Brano:

● ● ● ●

Sono anni che ci raccontiamo di Islam italiano, cosa voglia dire poi questa espressione non l’ho ancora capito. Tutti pretendono da noi musulmani un salto culturale che in alcune nazioni dopo un secolo non è ancora stato fatto, in altre parole lasciarsi dietro il retaggio culturale d’origine e formarne uno qua, attuale e più reale.
Sta di fatto che i musulmani sono la prima minoranza religiosa d’Italia (così come si dice dei copti d’Egitto) e come prima minoranza dal punto di vista personale abbiamo diritti e doveri, sacrosanti sanciti dalla Costituzione. Come Fede religiosa, legalmente, noi non esistiamo.
Anzi i musulmani ci sono per gli open mosque, l’iftar street, abbuffate che portano a pensare che couscous e thè marocchino siano pietanze addirittura islamiche.
I musulmani in Italia esistono senza essere riconosciuti e fino a qualche settimana fa, nemmeno i musulmani si sentivano parte integrante della realtà socio-culturale del Paese. I nostri imam spesso e volentieri non solo non parlano l’italiano, ma non lo sanno e spesso, molto spesso direi, nemmeno lo vogliono imparare.
Il Covid 19 ha cambiato lo scenario, ha fatto un bene immenso a noi musulmani, perché come dal nulla, a confini chiusi, ci siamo riscoperti italiani, gente del territorio, tappezzando di tricolori le foto sui social , ma non per qualche festività, bensì per una solidarietà comune.
Nulla di strano si potrebbe dire, normale amministrazione nei tempi di crisi. Invece no, i musulmani sono scesi in prima linea: la comunità di Saronno che si è subito resa disponibile per il servizio spesa agli anziani e molte altre grandi e piccole si adoperate nella solidarietà senza discrimini religiosi o etnici.

● ● ● ●

Il tuo compito:
Trascrivi senza modifiche tutto ciò che nel brano sui musulmani in Italia va da "Sono anni che" fino a "noi non esistiamo.". Il materiale qui sotto non ha alcun legame con il brano.

● ● ● ●

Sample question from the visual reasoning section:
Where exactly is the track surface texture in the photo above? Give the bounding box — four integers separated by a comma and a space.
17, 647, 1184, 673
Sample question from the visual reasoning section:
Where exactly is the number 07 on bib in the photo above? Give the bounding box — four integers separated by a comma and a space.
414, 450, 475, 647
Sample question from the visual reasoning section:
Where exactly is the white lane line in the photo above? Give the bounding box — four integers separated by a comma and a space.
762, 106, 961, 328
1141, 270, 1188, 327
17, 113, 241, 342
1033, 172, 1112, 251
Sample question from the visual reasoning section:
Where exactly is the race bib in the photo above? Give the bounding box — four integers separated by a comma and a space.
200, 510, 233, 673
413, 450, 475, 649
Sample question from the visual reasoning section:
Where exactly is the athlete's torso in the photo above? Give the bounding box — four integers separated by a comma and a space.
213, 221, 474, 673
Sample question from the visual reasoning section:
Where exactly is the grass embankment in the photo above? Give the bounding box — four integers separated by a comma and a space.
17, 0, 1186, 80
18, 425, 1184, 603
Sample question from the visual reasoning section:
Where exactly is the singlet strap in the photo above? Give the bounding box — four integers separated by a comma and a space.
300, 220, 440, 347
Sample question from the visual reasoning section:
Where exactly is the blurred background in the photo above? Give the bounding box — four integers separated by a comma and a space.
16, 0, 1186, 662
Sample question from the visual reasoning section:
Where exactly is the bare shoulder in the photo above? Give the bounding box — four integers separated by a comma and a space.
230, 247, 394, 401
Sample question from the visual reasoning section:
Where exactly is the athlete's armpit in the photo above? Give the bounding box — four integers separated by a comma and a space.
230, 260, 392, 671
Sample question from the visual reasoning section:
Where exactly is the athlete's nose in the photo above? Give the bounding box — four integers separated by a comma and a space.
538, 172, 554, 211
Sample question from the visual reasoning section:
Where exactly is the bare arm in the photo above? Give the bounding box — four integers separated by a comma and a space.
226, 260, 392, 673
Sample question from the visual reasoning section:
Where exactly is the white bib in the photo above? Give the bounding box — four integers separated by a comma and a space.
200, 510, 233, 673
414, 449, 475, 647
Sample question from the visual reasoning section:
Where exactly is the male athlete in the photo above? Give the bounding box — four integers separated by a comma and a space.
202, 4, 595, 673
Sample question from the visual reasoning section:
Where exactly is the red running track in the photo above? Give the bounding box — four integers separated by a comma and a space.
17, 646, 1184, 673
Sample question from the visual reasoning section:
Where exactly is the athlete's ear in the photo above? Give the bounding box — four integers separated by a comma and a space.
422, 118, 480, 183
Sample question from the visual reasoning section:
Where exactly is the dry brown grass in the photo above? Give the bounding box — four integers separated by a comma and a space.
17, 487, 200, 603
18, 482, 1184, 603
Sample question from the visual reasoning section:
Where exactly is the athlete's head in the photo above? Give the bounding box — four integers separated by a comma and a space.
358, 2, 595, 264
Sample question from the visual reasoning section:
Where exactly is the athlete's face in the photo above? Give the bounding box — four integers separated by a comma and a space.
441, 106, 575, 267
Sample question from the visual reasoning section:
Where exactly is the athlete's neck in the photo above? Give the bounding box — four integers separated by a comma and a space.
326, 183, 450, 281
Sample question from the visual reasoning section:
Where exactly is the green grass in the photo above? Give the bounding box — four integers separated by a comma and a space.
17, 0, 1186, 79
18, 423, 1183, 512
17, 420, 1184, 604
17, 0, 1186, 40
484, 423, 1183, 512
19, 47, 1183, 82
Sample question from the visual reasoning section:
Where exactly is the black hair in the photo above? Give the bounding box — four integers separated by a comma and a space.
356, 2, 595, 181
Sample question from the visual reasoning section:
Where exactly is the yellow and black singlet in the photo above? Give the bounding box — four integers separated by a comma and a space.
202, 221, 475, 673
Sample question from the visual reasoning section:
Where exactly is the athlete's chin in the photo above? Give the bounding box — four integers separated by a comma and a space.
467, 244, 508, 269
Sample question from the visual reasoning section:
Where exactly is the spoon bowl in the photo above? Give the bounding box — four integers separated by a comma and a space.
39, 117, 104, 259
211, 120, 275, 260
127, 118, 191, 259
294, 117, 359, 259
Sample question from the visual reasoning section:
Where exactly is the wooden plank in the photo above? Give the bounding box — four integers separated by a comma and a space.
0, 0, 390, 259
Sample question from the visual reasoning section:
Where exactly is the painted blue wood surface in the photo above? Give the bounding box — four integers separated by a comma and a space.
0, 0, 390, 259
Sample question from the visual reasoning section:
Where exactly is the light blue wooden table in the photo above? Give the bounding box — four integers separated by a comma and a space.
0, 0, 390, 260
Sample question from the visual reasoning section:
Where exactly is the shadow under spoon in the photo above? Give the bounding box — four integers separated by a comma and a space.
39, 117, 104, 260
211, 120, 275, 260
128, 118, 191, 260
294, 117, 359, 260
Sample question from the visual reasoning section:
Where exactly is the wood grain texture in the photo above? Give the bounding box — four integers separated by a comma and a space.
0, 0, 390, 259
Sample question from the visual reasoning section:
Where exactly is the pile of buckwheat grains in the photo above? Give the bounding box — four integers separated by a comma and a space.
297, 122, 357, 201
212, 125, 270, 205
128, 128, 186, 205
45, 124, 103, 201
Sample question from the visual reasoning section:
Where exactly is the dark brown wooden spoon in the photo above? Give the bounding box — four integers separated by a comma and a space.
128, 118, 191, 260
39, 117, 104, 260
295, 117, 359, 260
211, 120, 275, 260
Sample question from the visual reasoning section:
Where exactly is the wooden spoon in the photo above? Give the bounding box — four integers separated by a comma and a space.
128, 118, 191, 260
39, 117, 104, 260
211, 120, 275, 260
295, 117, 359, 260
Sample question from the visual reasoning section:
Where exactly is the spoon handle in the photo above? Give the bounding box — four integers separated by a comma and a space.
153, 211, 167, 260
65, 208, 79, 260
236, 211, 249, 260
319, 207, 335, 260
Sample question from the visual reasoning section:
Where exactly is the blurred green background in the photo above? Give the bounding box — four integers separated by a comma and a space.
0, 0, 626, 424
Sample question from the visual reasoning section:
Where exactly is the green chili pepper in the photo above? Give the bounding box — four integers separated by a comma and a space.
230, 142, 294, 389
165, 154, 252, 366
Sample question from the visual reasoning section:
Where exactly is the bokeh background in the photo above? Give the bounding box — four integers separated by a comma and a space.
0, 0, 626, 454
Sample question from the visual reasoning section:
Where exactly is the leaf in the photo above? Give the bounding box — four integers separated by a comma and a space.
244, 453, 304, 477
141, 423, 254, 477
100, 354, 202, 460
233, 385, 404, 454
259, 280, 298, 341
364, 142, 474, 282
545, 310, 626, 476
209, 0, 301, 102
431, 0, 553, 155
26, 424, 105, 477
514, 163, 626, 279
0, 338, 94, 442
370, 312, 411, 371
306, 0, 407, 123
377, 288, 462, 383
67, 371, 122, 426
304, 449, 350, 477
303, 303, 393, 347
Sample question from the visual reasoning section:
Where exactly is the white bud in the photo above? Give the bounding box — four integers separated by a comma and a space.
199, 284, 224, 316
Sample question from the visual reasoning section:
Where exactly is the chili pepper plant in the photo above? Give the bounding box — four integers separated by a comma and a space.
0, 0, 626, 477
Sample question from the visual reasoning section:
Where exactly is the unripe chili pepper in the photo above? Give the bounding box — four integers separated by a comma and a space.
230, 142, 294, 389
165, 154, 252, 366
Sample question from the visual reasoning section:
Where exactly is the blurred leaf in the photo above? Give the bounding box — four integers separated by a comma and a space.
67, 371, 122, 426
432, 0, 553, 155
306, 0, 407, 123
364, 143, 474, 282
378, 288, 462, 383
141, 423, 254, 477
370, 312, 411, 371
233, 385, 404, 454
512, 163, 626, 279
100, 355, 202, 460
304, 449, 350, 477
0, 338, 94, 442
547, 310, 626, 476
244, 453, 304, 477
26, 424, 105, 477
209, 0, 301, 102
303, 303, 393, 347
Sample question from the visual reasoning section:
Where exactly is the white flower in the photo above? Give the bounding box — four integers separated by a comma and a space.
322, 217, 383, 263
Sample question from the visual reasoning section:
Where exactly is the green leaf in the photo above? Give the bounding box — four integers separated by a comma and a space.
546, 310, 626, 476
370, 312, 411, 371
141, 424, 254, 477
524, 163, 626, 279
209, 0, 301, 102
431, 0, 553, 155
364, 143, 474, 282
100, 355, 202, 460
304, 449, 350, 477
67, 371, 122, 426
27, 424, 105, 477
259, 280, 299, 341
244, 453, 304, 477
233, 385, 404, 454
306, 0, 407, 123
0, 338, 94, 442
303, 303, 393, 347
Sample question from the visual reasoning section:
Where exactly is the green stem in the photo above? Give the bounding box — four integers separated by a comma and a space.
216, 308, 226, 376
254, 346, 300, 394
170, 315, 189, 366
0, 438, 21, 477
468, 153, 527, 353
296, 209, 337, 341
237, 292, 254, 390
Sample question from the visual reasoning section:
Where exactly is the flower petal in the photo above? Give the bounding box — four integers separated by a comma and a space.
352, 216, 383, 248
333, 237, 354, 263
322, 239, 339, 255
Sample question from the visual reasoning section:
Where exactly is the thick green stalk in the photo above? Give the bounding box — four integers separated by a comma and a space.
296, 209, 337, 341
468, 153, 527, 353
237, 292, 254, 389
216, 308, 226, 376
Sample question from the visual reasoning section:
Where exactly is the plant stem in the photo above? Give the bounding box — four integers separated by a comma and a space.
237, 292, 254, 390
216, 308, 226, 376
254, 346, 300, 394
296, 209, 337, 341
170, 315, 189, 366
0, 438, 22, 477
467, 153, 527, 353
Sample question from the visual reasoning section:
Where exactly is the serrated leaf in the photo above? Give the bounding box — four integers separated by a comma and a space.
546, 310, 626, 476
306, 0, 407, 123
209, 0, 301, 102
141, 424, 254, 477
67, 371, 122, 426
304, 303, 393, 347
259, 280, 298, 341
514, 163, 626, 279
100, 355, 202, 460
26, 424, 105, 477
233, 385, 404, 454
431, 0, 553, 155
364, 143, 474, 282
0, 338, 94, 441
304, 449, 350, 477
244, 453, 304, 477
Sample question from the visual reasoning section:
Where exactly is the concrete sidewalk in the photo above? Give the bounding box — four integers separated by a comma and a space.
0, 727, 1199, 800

● ● ● ●

Spazio risposta:
Sono anni che ci raccontiamo di Islam italiano, cosa voglia dire poi questa espressione non l’ho ancora capito. Tutti pretendono da noi musulmani un salto culturale che in alcune nazioni dopo un secolo non è ancora stato fatto, in altre parole lasciarsi dietro il retaggio culturale d’origine e formarne uno qua, attuale e più reale.
Sta di fatto che i musulmani sono la prima minoranza religiosa d’Italia (così come si dice dei copti d’Egitto) e come prima minoranza dal punto di vista personale abbiamo diritti e doveri, sacrosanti sanciti dalla Costituzione. Come Fede religiosa, legalmente, noi non esistiamo.